• Trecho do texto
....

Abandono afetivo e o PL nº 3.012/2023: medidas preventivas

As crianças e adolescentes são objeto de proteção integral em razão da Constituição e do Estatuto da Criança e do Adolescente (ECA), inclusive sob o aspecto emocional e psicológico de desenvolvimento. Portanto, além da assistência financeira, os genitores devem prestar amparo afetivo aos seus filhos, sob pena de serem responsabilizados civilmente, em virtude de eventual abandono afetivo praticado, a depender da demonstração de alguns requisitos.

Conforme Gagliano e Pamplona Filho (2020), é possível identificar o abandono afetivo quando ocorre a negligência de um dos integrantes de uma relação familiar no que tange ao dever de cuidado e afeto para com o outro. Essa conduta pode acarretar danos emocionais de relevância, configurando, assim, uma possível violação dos direitos fundamentais à dignidade, à afetividade e à convivência familiar.

O entendimento dos tribunais acerca do tema vem evoluindo nos últimos anos, de modo que há diversos precedentes nos quais o dever de indenizar é reconhecido em virtude do abandono afetivo. O reconhecimento ocorre desde que comprovada a conduta omissiva ou comissiva do genitor (ato ilícito); o trauma ou prejuízo psicológico sofrido pelo filho (dano); e o liame causal entre o ato ilícito e o dano.

....

• Dados armazenados
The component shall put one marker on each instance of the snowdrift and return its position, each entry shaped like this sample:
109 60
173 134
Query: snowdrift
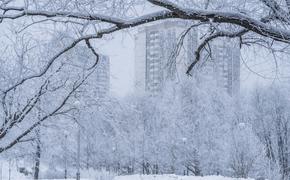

....

• Detalhes da tarefa
Retome o texto sobre abandono afetivo logo após a última frase e dê continuidade a ele.

• Resposta da tarefa
A exemplo desta evolução jurisprudencial, a 3ª Turma do Superior Tribunal de Justiça (STJ) recentemente proferiu uma decisão na qual determinou a condenação do pai ao pagamento de uma indenização por danos morais no valor de R$ 30 mil à sua filha, em virtude da ruptura abrupta do vínculo afetivo entre ambos quando a criança tinha apenas seis anos de idade.

Em decorrência do abandono afetivo, constatado por meio de laudo pericial, a menina sofreu graves repercussões psicológicas e experimentou sintomas ocasionais de ordem somática, como tonturas, enjoos e crises de ansiedade. No referido julgamento, o colegiado da 3ª Turma do STJ adotou o entendimento de que não existem limitações legais para a aplicação das normas de responsabilidade civil no contexto das relações familiares.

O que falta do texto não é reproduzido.